### [Job]
How many lines in the rows below contain the string "background"? Case counts. Reply with the number alone.
● ● ● ●
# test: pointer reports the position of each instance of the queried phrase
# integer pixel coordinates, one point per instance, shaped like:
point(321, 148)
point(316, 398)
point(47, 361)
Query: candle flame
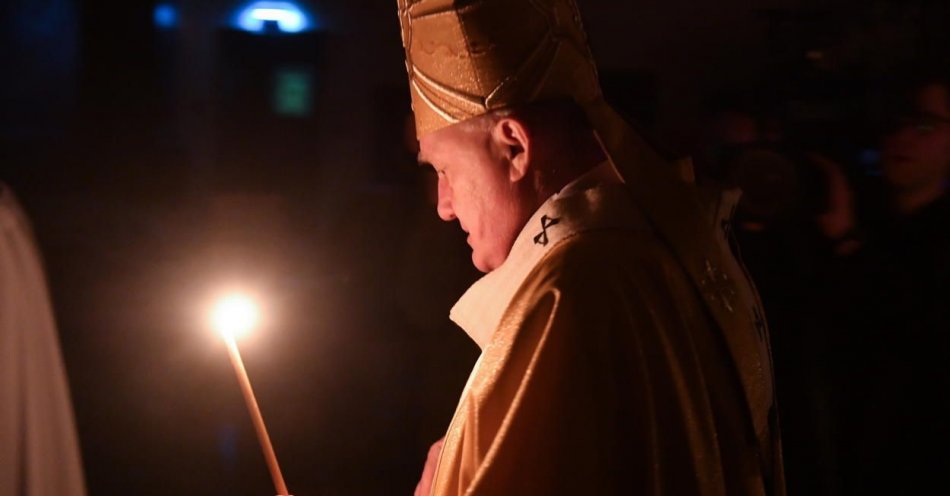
point(234, 316)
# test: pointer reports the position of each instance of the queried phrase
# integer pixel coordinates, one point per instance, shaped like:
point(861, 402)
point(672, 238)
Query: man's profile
point(623, 349)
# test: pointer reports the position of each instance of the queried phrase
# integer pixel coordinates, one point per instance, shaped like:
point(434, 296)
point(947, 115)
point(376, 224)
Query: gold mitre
point(467, 57)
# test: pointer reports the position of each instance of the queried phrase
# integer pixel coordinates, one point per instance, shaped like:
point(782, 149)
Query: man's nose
point(444, 206)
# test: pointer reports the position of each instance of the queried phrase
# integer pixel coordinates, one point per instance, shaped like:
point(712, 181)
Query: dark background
point(157, 171)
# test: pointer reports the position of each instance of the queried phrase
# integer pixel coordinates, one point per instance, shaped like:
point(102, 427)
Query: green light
point(293, 91)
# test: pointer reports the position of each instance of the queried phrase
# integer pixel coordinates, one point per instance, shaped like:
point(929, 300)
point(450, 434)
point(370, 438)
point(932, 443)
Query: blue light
point(287, 17)
point(165, 15)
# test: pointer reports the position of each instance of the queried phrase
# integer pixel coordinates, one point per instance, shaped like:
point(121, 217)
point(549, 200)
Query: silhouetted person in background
point(888, 308)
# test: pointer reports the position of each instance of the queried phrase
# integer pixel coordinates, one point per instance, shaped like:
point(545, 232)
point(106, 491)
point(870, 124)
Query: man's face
point(475, 188)
point(917, 153)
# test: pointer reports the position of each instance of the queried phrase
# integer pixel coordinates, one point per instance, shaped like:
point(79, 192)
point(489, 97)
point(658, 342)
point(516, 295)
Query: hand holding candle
point(235, 316)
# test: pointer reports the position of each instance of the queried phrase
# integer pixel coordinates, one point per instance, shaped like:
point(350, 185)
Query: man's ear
point(514, 141)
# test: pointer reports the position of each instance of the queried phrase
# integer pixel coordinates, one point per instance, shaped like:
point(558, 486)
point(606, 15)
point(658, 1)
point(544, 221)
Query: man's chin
point(481, 264)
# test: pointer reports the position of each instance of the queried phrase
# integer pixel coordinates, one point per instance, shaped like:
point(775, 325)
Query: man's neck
point(909, 201)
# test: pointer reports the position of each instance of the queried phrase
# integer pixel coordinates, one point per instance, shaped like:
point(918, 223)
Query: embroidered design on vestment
point(546, 222)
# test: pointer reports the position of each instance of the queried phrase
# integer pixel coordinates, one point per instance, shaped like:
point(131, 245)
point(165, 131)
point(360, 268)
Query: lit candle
point(233, 317)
● ● ● ●
### [The result]
2